- Task description
Reproduce the Aard Tools page below in its entirety, keeping every word and line unchanged.

Aard Dictionary

«  Aard Dictionary for Android   ::   Docs   ::   Aard Format  »

Aard Tools

Aard Dictionary uses dictionaries in it’s own binary format designed for fast word lookups and high compression. Aard Tools is a collection of tools to produce Aard files (.aar).

Requirements

  • Python 2.7
  • UNIX-like OS.
  • Compiling large Mediawiki dumps such as English or German Wikipedia requires 64-bit multicore machine.

Installation

Note

Instructions below are for Ubuntu Linux 12.10. Consult your distibution’s packaging system to find corresponding package names and commands to install them.

- Stored rows
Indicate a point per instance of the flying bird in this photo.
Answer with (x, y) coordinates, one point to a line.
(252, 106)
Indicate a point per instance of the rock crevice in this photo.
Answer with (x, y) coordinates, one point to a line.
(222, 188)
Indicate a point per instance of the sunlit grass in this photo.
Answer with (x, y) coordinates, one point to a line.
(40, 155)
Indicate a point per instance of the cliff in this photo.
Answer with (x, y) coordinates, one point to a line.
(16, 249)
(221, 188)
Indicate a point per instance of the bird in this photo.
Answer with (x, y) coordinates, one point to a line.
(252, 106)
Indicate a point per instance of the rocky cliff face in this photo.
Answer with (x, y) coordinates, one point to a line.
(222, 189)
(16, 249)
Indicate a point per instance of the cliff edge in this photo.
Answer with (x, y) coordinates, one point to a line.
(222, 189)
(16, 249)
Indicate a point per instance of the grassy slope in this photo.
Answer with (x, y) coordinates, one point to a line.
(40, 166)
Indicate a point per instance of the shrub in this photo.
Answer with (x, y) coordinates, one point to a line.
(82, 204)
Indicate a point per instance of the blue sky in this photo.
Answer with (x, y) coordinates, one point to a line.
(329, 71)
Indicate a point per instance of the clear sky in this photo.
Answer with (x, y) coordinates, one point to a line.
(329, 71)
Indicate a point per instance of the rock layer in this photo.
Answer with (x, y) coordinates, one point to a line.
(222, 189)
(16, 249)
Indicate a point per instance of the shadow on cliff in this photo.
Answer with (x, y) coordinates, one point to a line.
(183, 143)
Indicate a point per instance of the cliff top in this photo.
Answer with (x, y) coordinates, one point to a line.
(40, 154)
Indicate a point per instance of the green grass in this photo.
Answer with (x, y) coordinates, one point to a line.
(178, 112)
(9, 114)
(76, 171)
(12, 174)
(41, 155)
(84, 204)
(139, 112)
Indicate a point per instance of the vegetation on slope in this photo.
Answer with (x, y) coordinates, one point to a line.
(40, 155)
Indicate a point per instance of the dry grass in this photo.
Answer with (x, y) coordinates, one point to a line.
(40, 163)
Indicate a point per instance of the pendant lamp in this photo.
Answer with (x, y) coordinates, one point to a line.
==
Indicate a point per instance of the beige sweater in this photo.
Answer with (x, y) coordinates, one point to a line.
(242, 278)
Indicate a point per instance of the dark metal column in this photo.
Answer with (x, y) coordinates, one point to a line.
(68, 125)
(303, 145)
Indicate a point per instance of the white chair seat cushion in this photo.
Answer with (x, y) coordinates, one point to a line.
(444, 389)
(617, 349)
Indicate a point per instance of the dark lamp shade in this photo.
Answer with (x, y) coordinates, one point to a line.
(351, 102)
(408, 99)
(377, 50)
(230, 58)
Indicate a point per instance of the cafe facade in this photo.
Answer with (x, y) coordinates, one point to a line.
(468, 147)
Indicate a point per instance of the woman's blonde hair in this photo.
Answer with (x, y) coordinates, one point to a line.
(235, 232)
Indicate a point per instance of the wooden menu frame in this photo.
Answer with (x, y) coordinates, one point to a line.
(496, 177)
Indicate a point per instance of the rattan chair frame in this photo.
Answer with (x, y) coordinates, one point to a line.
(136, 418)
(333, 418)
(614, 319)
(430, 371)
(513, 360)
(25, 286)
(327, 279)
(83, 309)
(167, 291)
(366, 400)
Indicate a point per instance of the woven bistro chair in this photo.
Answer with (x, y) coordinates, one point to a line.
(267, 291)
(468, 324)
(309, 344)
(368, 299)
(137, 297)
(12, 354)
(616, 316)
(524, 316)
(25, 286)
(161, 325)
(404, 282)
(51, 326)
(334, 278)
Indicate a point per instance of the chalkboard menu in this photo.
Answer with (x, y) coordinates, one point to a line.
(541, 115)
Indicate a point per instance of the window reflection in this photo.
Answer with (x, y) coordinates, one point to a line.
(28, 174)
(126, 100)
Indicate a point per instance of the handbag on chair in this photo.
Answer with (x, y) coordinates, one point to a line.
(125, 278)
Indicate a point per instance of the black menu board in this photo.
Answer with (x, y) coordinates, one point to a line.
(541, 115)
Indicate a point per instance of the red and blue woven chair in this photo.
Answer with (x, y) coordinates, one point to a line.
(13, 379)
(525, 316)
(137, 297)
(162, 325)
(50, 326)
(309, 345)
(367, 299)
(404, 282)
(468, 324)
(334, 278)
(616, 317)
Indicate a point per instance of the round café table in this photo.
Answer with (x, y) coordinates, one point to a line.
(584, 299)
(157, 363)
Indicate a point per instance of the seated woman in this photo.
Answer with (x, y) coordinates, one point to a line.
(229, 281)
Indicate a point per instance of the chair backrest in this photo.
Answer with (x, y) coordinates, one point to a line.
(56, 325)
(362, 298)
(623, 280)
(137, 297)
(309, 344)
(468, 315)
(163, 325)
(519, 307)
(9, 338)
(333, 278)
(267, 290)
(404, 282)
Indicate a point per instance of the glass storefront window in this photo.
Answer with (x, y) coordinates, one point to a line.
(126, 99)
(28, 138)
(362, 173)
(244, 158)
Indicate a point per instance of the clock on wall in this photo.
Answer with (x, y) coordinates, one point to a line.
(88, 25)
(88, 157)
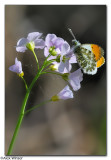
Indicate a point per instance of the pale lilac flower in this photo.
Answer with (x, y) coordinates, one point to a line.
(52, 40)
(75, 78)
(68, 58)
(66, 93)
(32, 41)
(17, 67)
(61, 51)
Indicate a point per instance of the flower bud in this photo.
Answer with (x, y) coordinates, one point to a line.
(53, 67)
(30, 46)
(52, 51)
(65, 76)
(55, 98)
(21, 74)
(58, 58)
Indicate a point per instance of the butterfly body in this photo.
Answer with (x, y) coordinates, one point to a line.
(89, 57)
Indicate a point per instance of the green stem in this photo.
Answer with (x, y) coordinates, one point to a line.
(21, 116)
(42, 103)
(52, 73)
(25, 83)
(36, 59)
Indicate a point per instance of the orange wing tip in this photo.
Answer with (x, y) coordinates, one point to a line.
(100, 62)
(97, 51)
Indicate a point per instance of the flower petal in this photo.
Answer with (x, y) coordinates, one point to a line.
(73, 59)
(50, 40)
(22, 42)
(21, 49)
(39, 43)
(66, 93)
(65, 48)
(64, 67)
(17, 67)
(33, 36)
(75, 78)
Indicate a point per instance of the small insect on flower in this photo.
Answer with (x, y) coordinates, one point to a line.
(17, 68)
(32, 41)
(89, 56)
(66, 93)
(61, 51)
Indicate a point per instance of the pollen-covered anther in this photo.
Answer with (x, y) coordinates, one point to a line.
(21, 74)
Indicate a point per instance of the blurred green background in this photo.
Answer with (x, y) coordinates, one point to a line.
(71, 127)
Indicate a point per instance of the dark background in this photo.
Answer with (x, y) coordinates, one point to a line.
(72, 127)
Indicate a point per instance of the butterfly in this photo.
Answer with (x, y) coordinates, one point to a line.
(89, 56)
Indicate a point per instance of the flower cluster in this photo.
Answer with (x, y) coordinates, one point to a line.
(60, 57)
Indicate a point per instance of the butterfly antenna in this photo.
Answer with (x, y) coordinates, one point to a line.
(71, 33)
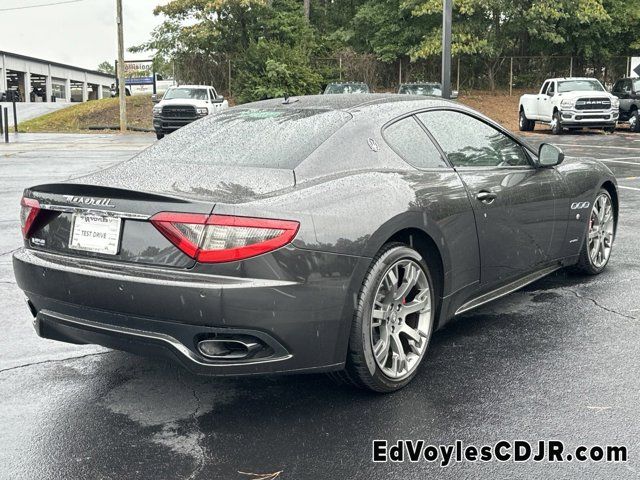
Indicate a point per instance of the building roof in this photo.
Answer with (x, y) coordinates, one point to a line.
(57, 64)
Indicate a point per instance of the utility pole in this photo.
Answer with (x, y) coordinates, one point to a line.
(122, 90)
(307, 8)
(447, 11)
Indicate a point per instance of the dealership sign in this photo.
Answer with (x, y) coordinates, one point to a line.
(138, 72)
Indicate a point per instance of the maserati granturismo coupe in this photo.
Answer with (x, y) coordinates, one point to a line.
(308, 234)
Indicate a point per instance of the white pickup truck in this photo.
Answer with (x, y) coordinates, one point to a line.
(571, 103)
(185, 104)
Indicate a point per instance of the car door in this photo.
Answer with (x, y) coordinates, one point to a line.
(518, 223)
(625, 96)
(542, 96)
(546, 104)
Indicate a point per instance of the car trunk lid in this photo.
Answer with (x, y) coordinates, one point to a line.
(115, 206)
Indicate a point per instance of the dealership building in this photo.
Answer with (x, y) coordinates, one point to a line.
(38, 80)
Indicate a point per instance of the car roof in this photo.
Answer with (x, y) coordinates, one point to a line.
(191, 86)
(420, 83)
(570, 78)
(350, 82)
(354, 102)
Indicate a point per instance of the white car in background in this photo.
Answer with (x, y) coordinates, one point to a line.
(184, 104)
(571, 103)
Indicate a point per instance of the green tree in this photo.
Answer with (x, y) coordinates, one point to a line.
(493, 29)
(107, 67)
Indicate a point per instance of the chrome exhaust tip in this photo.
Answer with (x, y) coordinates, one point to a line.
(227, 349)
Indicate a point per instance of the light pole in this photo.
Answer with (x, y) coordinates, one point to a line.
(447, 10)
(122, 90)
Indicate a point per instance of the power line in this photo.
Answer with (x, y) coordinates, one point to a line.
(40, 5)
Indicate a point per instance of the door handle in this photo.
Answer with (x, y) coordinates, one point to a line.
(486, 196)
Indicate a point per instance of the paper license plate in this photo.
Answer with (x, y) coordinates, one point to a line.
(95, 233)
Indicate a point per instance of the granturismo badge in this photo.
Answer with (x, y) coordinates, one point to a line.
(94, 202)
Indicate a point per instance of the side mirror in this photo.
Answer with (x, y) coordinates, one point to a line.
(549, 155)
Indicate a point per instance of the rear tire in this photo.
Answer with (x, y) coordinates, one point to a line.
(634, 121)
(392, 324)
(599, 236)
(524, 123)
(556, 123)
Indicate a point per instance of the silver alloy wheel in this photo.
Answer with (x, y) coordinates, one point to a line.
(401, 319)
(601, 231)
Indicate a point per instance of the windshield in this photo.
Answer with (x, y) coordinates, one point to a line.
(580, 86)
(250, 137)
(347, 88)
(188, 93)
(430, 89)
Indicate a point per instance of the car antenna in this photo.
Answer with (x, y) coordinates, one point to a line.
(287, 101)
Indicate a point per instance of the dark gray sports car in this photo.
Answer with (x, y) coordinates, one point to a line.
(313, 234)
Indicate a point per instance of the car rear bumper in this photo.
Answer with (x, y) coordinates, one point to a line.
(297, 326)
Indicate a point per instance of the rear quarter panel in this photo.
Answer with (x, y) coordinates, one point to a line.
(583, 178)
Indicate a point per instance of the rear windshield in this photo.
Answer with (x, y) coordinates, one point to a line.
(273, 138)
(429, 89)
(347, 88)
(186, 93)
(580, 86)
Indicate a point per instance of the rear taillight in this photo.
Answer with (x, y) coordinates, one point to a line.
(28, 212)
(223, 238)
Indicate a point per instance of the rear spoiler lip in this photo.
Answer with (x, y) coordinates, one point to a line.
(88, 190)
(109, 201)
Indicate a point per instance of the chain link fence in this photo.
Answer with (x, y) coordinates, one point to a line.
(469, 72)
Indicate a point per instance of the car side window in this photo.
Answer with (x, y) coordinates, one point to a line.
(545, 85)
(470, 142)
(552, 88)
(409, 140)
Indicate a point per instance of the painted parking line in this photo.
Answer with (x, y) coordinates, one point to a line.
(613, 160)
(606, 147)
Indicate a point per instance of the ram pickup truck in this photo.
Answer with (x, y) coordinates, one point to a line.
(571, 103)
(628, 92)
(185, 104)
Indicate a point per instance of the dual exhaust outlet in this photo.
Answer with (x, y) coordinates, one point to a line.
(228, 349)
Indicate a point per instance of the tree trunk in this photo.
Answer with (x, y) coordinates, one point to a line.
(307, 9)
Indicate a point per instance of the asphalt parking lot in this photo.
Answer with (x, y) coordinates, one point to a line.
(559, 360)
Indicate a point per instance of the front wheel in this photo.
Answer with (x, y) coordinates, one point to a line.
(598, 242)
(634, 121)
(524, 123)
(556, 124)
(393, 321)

- Solved exercise
Aard Dictionary

«  Aard Dictionary for Android   ::   Docs   ::   Aard Format  »

Aard Tools

Aard Dictionary uses dictionaries in it’s own binary format designed for fast word lookups and high compression. Aard Tools is a collection of tools to produce Aard files (.aar).

Requirements

  • Python 2.7
  • UNIX-like OS.
  • Compiling large Mediawiki dumps such as English or German Wikipedia requires 64-bit multicore machine.

Installation

Note

Instructions below are for Ubuntu Linux 12.10. Consult your distibution’s packaging system to find corresponding package names and commands to install them.